▶ [TASK INSTRUCTIONS]
Rescale the point coordinates in the rows that begin at the line containing "Where can you see the knuckle" and run through the end of the rows. Reproduce those lines with their requests, multiplying every coordinate by 0.5 and rounding to whole numbers with halves rounded up.

(Point annotation dataset rows)
· · · · ·

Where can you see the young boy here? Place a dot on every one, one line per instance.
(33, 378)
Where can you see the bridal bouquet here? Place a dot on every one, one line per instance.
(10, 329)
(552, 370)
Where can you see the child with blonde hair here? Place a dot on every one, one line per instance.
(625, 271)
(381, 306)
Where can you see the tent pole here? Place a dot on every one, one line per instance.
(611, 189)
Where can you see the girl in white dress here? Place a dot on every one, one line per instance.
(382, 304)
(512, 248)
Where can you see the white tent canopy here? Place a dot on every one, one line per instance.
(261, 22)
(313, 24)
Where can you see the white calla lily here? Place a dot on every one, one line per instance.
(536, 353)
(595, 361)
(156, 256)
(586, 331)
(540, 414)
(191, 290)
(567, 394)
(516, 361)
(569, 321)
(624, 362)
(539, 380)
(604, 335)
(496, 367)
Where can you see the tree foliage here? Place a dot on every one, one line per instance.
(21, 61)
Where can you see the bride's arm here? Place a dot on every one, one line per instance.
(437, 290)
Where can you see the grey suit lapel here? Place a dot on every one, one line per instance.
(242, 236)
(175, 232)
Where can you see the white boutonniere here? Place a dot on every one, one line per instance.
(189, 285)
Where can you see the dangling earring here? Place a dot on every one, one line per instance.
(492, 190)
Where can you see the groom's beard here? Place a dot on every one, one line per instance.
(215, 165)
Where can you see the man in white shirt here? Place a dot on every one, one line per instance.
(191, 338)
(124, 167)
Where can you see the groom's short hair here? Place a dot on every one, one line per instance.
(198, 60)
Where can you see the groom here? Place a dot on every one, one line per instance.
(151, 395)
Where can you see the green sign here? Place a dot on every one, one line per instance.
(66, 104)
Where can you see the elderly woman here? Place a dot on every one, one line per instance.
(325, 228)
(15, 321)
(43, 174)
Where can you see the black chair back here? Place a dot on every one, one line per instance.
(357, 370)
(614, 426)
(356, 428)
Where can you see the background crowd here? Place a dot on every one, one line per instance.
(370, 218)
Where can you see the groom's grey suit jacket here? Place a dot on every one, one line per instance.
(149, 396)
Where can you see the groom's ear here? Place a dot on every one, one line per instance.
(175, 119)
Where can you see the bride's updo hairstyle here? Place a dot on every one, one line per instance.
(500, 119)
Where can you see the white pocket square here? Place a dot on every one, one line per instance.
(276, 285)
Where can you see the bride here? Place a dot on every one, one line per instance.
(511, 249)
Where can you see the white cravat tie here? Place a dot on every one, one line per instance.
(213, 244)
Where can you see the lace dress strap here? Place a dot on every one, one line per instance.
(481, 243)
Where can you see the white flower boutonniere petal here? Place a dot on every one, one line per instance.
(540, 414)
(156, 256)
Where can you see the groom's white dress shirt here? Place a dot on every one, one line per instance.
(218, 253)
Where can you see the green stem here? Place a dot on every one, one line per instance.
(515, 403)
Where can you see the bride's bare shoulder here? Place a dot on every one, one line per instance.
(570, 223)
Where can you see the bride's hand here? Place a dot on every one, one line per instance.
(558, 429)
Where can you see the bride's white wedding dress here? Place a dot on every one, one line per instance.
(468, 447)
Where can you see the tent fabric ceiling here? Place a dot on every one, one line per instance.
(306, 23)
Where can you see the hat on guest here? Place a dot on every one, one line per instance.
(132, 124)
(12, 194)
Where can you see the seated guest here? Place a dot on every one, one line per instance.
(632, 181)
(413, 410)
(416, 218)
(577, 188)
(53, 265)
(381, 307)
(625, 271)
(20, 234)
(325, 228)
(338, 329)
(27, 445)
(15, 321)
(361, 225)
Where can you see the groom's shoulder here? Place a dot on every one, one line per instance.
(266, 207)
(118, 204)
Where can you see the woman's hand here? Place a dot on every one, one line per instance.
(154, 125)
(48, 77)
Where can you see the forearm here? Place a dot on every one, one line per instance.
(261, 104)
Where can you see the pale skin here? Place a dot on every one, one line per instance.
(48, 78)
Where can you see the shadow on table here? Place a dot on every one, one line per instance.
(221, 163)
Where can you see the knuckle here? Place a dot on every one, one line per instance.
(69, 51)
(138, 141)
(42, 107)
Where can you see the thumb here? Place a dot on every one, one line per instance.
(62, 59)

· · · · ·

▶ [WRITTEN RESPONSE]
Where can you see the knuckle here? Place a dot on every one, one line per instance.
(35, 26)
(69, 71)
(21, 54)
Where can you see the thumb here? Place a dot on every one, one line per instance.
(31, 30)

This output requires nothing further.